-------- Records supplied

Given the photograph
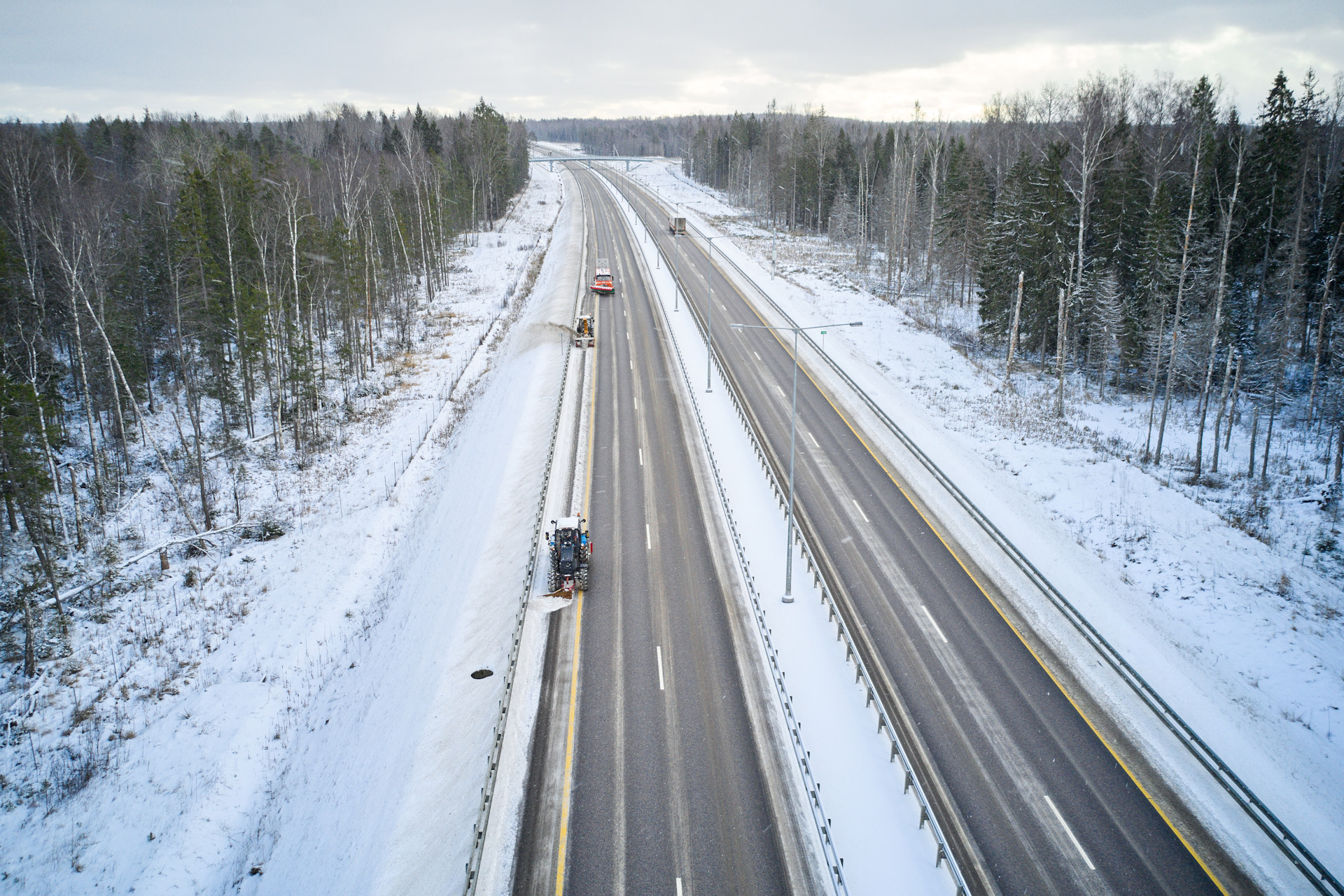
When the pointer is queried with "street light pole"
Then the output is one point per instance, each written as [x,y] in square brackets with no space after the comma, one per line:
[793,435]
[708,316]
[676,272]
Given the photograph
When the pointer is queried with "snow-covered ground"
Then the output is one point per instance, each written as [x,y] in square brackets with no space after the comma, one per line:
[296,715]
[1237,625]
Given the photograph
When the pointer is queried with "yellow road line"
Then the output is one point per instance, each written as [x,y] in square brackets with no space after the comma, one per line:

----------------

▸ What the task asks
Rewrite all lines of the material above except the pictures, scaling every point coordinate in the answers by 0.35 and rounding each to the nearest whole number, with halves rounded up.

▸ Expected output
Given the photograph
When the pointer is queried with "street light pole"
Then the output is one point per instance, each written as [x,y] in square brackets with no space after the comma, one per line:
[278,152]
[248,111]
[237,95]
Given the photograph
When the pointer is queried with "snow-covered ground"
Then the output is one point per instance, each written as [x,y] in square brackets with no space after the comma, one per line:
[104,250]
[433,219]
Given the photograph
When the pointer is queried with "yellow road line"
Then the output is one point per instance, each written as [x,y] in square brackets with no space after the comma, one per line:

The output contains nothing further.